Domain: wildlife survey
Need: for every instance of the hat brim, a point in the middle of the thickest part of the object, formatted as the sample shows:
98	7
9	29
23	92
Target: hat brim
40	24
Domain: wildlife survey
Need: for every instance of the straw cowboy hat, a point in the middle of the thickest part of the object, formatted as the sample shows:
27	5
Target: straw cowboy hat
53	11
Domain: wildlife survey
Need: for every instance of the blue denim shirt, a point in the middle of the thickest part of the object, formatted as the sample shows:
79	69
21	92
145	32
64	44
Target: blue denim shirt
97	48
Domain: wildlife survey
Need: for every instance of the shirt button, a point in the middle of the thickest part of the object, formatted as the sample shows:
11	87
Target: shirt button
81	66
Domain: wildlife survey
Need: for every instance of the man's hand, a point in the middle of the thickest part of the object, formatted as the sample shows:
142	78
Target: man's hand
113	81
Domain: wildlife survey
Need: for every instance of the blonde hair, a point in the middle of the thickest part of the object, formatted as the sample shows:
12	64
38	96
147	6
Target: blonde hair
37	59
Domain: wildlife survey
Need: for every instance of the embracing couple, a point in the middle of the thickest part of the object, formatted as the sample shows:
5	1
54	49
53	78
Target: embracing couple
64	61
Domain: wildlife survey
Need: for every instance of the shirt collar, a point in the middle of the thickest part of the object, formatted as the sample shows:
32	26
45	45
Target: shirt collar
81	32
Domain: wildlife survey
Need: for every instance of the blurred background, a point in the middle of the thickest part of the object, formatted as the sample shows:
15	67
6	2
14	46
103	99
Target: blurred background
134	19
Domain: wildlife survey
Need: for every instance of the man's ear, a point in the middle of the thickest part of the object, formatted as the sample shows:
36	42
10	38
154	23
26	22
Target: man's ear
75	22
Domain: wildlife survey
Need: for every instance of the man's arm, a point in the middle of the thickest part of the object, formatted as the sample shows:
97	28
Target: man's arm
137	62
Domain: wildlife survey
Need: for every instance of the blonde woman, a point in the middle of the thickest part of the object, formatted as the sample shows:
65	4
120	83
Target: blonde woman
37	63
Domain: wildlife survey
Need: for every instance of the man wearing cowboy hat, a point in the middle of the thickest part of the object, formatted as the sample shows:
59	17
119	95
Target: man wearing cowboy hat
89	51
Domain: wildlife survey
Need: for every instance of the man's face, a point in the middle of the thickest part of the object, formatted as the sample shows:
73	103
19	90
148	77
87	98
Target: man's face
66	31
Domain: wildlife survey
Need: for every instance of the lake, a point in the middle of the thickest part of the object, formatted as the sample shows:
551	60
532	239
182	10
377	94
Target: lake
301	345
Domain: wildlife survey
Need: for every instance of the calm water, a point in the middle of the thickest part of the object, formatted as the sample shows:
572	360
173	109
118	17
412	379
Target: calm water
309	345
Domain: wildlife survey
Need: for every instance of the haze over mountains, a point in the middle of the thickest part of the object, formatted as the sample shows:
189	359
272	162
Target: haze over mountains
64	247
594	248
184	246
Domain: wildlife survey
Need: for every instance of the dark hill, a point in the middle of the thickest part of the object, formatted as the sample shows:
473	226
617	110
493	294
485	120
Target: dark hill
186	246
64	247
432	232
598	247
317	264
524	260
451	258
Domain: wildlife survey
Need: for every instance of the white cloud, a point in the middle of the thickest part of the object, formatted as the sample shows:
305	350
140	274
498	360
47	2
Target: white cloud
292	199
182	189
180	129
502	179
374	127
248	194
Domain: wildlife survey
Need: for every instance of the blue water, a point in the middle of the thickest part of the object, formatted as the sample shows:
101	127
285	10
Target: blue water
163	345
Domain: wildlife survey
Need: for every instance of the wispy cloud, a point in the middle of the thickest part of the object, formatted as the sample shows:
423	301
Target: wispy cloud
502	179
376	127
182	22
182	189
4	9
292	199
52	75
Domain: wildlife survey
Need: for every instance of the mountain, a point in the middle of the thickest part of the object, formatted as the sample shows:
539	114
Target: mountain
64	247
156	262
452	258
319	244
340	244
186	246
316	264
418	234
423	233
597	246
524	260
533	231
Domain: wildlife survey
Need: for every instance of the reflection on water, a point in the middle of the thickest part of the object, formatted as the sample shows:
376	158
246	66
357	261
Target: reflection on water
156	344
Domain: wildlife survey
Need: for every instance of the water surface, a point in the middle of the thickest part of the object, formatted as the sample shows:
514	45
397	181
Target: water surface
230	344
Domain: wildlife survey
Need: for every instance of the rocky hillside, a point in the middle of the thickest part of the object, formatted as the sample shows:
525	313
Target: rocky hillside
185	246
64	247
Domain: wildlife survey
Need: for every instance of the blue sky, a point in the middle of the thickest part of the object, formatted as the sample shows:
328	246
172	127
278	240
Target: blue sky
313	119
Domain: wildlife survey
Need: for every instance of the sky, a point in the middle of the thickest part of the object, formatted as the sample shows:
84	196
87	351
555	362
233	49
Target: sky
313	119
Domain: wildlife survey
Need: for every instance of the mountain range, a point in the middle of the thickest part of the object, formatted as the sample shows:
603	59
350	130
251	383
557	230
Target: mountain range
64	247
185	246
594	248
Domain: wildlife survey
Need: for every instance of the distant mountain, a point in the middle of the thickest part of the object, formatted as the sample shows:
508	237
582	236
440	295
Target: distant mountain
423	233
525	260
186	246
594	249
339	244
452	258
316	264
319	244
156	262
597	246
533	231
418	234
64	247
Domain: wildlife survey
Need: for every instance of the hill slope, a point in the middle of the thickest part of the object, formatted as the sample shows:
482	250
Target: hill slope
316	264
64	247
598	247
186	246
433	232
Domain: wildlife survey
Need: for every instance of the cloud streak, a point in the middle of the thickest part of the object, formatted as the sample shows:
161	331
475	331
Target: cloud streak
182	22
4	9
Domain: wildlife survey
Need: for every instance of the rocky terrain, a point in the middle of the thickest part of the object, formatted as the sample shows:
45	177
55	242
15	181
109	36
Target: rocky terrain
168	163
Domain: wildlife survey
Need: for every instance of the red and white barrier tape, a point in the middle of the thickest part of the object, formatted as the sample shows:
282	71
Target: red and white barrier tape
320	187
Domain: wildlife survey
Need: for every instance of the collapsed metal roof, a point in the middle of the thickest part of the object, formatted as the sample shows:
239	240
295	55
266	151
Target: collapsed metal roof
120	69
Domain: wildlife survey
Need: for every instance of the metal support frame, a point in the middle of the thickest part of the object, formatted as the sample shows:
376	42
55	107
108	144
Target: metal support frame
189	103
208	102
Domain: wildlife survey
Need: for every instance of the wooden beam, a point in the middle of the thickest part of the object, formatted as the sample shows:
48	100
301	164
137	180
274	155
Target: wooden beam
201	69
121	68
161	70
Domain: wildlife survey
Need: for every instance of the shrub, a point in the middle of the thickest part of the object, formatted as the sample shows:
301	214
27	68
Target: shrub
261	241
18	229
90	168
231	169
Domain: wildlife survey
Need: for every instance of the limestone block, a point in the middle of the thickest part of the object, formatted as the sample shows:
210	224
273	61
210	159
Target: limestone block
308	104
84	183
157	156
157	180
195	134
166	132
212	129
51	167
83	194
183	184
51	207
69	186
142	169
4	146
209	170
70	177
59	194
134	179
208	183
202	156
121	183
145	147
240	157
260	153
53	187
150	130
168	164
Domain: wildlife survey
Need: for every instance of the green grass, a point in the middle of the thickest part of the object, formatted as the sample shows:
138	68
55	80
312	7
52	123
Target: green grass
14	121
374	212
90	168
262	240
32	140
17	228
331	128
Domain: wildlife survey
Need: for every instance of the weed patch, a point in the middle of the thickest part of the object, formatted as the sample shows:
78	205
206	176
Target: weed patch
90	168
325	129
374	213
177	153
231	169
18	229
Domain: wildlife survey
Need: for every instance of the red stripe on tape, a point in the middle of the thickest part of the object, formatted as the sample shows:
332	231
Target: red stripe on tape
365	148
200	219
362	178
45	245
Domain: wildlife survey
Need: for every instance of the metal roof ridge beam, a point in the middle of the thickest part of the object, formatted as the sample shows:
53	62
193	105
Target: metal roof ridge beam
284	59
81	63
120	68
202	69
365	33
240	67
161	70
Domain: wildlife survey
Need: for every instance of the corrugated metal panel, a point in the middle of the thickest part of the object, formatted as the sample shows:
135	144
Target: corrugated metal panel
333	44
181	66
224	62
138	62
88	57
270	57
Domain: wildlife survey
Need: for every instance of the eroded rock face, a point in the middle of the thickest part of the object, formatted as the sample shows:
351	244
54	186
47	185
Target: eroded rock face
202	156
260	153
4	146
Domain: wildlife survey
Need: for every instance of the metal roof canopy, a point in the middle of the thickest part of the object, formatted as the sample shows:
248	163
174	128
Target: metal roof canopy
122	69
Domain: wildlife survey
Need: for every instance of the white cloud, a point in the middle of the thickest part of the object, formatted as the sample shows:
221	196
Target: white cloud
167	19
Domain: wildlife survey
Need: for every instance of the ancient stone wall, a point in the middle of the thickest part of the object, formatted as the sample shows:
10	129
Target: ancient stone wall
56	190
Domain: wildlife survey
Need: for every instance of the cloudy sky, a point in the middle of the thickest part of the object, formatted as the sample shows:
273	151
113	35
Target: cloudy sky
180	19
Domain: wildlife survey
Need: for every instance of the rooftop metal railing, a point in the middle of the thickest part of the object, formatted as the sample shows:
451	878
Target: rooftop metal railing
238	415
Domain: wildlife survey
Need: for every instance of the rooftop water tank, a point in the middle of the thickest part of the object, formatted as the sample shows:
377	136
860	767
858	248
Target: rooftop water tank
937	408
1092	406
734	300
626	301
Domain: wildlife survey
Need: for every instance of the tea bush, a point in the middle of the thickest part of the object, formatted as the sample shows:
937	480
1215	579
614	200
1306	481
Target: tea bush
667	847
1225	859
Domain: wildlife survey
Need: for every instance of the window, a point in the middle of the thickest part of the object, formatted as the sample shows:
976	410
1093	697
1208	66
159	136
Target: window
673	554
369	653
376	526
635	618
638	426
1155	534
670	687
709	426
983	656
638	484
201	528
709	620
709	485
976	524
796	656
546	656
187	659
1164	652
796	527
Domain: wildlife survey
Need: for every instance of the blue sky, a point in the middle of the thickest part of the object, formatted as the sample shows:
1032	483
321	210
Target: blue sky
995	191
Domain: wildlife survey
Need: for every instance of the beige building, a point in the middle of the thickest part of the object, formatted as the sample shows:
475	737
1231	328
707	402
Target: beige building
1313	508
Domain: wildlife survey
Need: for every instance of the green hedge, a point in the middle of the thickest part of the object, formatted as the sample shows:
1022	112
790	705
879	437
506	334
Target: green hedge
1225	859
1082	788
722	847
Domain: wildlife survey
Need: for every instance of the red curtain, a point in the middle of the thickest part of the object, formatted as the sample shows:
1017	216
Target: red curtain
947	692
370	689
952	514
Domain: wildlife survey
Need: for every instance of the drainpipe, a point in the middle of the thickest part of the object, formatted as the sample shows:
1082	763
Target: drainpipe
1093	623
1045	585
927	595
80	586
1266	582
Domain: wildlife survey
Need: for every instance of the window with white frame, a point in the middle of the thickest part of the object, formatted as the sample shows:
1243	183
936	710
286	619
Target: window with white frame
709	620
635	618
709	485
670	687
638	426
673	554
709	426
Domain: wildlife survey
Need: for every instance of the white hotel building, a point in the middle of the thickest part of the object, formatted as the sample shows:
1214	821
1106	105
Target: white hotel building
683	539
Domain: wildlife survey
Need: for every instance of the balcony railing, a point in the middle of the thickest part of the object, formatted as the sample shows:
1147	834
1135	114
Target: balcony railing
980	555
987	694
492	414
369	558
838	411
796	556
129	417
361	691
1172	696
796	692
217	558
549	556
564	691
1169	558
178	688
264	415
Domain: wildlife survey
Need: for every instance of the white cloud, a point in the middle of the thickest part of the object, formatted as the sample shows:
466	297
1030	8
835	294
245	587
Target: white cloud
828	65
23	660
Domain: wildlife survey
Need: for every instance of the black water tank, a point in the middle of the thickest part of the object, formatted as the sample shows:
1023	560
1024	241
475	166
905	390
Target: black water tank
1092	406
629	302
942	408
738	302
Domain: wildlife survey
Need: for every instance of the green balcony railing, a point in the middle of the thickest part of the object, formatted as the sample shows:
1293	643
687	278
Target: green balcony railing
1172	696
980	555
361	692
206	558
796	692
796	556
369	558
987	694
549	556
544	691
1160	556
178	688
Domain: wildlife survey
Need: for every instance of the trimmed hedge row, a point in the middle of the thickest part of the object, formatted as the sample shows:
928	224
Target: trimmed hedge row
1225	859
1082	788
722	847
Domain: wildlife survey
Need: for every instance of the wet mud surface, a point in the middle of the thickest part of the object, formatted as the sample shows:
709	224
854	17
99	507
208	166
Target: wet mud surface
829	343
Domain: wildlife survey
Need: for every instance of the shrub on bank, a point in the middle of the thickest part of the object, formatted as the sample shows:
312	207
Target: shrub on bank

* [PROBLEM TO SOLVE] With the string "bank" as the key, filter the data above and show the lines that match.

* [ANSWER TO THE PROBLEM]
Need: for every instance of the shrub on bank, a point in the middle of the thickest part of the object, formatted as the sample shows:
Target: shrub on bank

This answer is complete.